Stored data entries
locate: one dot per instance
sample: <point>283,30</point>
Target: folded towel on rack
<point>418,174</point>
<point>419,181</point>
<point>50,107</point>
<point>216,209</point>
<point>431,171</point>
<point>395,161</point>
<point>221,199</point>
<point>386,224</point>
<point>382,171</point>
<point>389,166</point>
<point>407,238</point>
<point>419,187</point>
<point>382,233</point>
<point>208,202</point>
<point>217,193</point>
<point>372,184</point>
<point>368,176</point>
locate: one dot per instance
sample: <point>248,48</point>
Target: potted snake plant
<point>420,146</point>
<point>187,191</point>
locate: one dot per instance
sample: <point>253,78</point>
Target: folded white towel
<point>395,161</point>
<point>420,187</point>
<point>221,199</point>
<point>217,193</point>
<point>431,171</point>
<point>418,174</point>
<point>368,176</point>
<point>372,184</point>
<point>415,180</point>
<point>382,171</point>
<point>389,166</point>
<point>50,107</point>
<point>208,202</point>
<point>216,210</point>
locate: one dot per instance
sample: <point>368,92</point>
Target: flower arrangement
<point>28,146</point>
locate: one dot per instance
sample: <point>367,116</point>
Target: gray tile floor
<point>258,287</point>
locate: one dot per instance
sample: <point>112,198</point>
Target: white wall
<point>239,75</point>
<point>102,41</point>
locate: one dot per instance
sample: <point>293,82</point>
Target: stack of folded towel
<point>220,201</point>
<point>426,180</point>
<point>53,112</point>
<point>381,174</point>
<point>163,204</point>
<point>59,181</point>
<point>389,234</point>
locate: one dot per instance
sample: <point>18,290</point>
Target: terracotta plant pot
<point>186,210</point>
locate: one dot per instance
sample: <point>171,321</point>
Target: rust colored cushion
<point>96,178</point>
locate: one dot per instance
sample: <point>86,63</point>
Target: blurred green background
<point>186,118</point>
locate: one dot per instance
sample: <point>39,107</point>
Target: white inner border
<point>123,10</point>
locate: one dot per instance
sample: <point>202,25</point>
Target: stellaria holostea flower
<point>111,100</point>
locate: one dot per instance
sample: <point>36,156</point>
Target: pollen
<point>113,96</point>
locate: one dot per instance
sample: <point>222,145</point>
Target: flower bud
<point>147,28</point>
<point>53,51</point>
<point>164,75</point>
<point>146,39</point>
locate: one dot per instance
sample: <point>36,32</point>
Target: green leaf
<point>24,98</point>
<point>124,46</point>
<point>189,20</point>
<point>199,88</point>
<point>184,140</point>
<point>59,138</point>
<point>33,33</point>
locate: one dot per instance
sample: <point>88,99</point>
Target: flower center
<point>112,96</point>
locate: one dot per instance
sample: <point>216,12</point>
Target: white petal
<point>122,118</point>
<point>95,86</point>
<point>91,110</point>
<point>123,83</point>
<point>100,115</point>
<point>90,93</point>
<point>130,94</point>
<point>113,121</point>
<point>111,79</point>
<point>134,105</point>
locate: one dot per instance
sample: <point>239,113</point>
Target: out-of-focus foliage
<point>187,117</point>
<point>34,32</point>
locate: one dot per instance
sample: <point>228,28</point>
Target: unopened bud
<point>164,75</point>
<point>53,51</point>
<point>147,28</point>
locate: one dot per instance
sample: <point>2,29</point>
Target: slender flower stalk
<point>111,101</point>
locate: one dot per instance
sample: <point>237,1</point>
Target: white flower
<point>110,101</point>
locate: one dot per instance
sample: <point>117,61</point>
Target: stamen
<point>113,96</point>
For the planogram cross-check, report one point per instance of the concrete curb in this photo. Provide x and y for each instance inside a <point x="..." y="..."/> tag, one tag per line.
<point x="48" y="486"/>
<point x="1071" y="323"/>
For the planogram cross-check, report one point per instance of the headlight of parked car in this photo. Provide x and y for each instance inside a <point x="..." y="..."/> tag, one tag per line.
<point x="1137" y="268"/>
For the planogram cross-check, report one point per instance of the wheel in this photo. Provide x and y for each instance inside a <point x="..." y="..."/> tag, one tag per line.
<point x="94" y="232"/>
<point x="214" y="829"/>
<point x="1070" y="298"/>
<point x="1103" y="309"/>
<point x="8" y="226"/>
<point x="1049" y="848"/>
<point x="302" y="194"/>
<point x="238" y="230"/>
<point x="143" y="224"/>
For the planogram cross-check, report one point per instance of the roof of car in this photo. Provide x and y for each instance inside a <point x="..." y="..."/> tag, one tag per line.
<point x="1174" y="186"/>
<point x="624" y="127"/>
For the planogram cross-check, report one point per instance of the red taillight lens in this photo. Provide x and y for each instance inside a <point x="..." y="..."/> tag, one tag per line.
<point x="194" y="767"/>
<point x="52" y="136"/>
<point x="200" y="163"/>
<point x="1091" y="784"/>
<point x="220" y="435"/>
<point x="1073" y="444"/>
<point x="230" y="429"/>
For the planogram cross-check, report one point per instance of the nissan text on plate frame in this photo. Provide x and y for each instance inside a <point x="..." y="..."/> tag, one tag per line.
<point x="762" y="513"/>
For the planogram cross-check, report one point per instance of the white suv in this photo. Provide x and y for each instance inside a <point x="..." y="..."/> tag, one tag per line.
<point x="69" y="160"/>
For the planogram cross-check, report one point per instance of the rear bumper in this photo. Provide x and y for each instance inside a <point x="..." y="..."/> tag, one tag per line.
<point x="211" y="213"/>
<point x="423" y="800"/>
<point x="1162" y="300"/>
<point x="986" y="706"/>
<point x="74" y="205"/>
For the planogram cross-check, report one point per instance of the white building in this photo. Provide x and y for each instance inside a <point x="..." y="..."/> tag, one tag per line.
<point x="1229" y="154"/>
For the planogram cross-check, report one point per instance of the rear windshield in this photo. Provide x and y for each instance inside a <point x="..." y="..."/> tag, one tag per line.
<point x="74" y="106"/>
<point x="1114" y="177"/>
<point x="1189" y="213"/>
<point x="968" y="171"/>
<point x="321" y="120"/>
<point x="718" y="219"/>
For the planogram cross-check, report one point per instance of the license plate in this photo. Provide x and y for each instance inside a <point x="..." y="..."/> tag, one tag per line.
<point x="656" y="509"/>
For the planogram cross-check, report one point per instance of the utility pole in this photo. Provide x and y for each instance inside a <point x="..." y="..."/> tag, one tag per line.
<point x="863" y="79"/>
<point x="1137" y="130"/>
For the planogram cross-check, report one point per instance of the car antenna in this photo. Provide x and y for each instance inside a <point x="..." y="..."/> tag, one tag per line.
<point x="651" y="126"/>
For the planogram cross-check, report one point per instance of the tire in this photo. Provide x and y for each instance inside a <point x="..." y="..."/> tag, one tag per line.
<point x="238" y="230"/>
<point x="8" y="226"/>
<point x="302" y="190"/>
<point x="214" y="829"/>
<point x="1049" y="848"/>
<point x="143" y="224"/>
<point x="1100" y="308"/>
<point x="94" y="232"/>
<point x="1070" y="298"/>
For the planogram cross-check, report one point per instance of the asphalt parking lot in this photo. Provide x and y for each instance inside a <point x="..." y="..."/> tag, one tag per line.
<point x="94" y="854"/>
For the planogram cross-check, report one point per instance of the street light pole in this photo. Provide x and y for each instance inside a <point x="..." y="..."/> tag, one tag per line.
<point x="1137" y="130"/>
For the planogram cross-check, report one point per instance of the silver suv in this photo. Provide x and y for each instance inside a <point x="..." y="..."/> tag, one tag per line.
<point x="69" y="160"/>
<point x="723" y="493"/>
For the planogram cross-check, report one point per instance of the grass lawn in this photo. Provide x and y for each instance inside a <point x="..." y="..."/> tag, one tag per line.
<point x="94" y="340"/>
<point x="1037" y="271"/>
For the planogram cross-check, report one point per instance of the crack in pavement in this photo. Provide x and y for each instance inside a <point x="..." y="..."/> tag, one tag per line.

» **Task details**: In full and word for word, set down the records shown above.

» **Your solution**:
locate: one dot per instance
sample: <point>283,30</point>
Target: folded towel on rack
<point>418,174</point>
<point>419,181</point>
<point>50,107</point>
<point>216,209</point>
<point>431,171</point>
<point>395,161</point>
<point>221,199</point>
<point>386,224</point>
<point>382,171</point>
<point>389,166</point>
<point>407,238</point>
<point>419,187</point>
<point>382,233</point>
<point>208,202</point>
<point>217,193</point>
<point>372,184</point>
<point>368,176</point>
locate: one dot per instance
sample: <point>248,48</point>
Target: potted snake plant
<point>420,146</point>
<point>187,191</point>
locate: one dot per instance
sample: <point>253,78</point>
Target: folded white towel
<point>395,161</point>
<point>420,187</point>
<point>221,199</point>
<point>217,193</point>
<point>431,171</point>
<point>418,174</point>
<point>368,176</point>
<point>372,184</point>
<point>415,180</point>
<point>382,171</point>
<point>389,166</point>
<point>50,107</point>
<point>208,202</point>
<point>216,210</point>
locate: one dot per instance
sample: <point>368,92</point>
Target: flower arrangement
<point>28,146</point>
locate: one dot per instance
sample: <point>367,116</point>
Target: gray tile floor
<point>258,287</point>
locate: one dot per instance
sample: <point>112,198</point>
Target: white wall
<point>239,75</point>
<point>102,41</point>
locate: one dot per instance
sample: <point>293,82</point>
Target: stack of folded towel
<point>220,201</point>
<point>426,180</point>
<point>53,112</point>
<point>381,174</point>
<point>163,204</point>
<point>59,181</point>
<point>389,234</point>
locate: one dot per instance
sample: <point>18,290</point>
Target: terracotta plant pot
<point>186,210</point>
locate: one dot per instance
sample: <point>171,321</point>
Target: rust colored cushion
<point>96,178</point>
locate: one dot per instance
sample: <point>86,63</point>
Target: blurred green background
<point>186,118</point>
locate: one dot per instance
sample: <point>39,107</point>
Target: white inner border
<point>123,10</point>
locate: one dot per instance
sample: <point>202,25</point>
Target: stellaria holostea flower
<point>111,100</point>
locate: one dot per instance
sample: <point>36,156</point>
Target: pollen
<point>113,96</point>
locate: one dot per instance
sample: <point>222,145</point>
Target: flower bud
<point>147,28</point>
<point>53,51</point>
<point>164,75</point>
<point>146,39</point>
locate: one dot per instance
sample: <point>36,32</point>
Target: green leaf
<point>24,98</point>
<point>124,46</point>
<point>189,20</point>
<point>199,88</point>
<point>184,140</point>
<point>59,138</point>
<point>33,33</point>
locate: one dot per instance
sample: <point>88,99</point>
Target: flower center
<point>112,96</point>
locate: one dot per instance
sample: <point>216,12</point>
Target: white petal
<point>122,118</point>
<point>95,86</point>
<point>91,110</point>
<point>123,83</point>
<point>100,115</point>
<point>90,93</point>
<point>130,94</point>
<point>113,121</point>
<point>111,79</point>
<point>134,105</point>
locate: one dot per instance
sample: <point>239,113</point>
Target: out-of-focus foliage
<point>187,117</point>
<point>34,32</point>
locate: one dot per instance
sample: <point>228,28</point>
Target: unopened bud
<point>164,75</point>
<point>53,51</point>
<point>147,28</point>
locate: one dot per instance
sample: <point>2,29</point>
Target: slender flower stalk
<point>111,101</point>
locate: one dot per instance
sample: <point>237,1</point>
Target: white flower
<point>110,101</point>
locate: one dot per instance
sample: <point>117,61</point>
Target: stamen
<point>113,96</point>
For the planogram cross-check, report one point per instance of the concrete curb in this photo. Provide x and y for each instance inside a <point x="..." y="..."/> tag, one tag per line.
<point x="48" y="486"/>
<point x="1071" y="323"/>
For the planogram cross-check, report one point per instance of the headlight of parked car in this photo. Provide x and y for each instance inside a <point x="..." y="..."/> tag, one tag per line.
<point x="1137" y="268"/>
For the planogram cross-check, report one point per instance of the wheel in this photo. Provide x and y for each instance inside a <point x="..." y="..."/> tag, one tag per line.
<point x="94" y="232"/>
<point x="214" y="829"/>
<point x="1070" y="298"/>
<point x="1103" y="309"/>
<point x="8" y="226"/>
<point x="1049" y="848"/>
<point x="302" y="194"/>
<point x="238" y="230"/>
<point x="143" y="224"/>
For the planogram cross-check, report one point per instance of the roof of car in this photo. Provide x and y for each instance inside a <point x="..." y="..."/> tag, one tag per line.
<point x="1174" y="186"/>
<point x="624" y="127"/>
For the planogram cross-check, report one point per instance of the red taillight lens in this photo. Provide x and y for each instance inside a <point x="..." y="..."/> tag, one tag per line.
<point x="194" y="767"/>
<point x="52" y="136"/>
<point x="200" y="163"/>
<point x="1091" y="784"/>
<point x="220" y="435"/>
<point x="1073" y="444"/>
<point x="230" y="429"/>
For the planogram cross-check, report one point per instance of the nissan text on plate frame in this photo. Provide x and y for each instance inside a <point x="..." y="..."/> tag, one tag per line.
<point x="762" y="513"/>
For the planogram cross-check, report one point per instance of the white suv in this photo. Provide x and y for each instance inside a <point x="..." y="..."/> tag, one tag per line.
<point x="69" y="160"/>
For the planogram cross-check, report one point per instance of the rear bumper in this photo. Provide x and y for each instance inside a <point x="..." y="..."/> tag, one tag per line.
<point x="211" y="213"/>
<point x="423" y="800"/>
<point x="1162" y="300"/>
<point x="986" y="706"/>
<point x="74" y="205"/>
For the planogram cross-check, report one point per instance of the white building in this photo. Provide x and y for each instance inside a <point x="..." y="..."/> tag, one tag per line.
<point x="1229" y="154"/>
For the planogram cross-check, report one point per instance of the rear windshield in this photo. Provide x and y for each instance inside a <point x="..." y="..."/> tag, one tag per line.
<point x="74" y="106"/>
<point x="1114" y="177"/>
<point x="1189" y="213"/>
<point x="968" y="171"/>
<point x="321" y="120"/>
<point x="718" y="219"/>
For the planogram cross-check, report one point per instance of the license plate in this photo. Provide x and y for each instance inside a <point x="..." y="..."/> tag, one tag per line.
<point x="656" y="509"/>
For the planogram cross-check, report one point per instance of the utility pole in this photo. Provide x and y for each instance inside a <point x="..." y="..."/> tag, one tag per line.
<point x="863" y="79"/>
<point x="1137" y="130"/>
For the planogram cross-check, report one point per instance of the car antenna in this photo. Provide x and y for each instance inside a <point x="..." y="..."/> tag, one tag per line.
<point x="651" y="126"/>
For the planogram cross-check, report one point per instance of the tire in this photo. Provide x and y for each instance inside a <point x="..." y="..."/> tag, one tag per line.
<point x="238" y="230"/>
<point x="8" y="226"/>
<point x="302" y="190"/>
<point x="214" y="829"/>
<point x="1049" y="848"/>
<point x="143" y="224"/>
<point x="1100" y="308"/>
<point x="94" y="232"/>
<point x="1070" y="298"/>
For the planogram cross-check, report one point per instance of the asphalt parking lot in this photo. Provide x and y for each instance inside a <point x="..." y="..."/> tag, one tag per line.
<point x="94" y="854"/>
For the planogram cross-check, report one point per instance of the street light pole in this photo. Provide x and y for each instance inside a <point x="..." y="..."/> tag, one tag per line.
<point x="1137" y="130"/>
For the planogram cross-check, report one point per instance of the silver suv in this photo. Provide x and y for each instance inside a <point x="..." y="..."/> tag, one tag per line.
<point x="69" y="160"/>
<point x="723" y="493"/>
For the planogram cross-check, report one point per instance of the grass lawn in this photo. Provide x and y for each instance inside a <point x="..." y="..."/> tag, one tag per line.
<point x="94" y="340"/>
<point x="1037" y="271"/>
For the planogram cross-check, report one point per instance of the crack in pavement in this photo. Provide x and y for each instance inside a <point x="..." y="..."/> tag, one tag per line.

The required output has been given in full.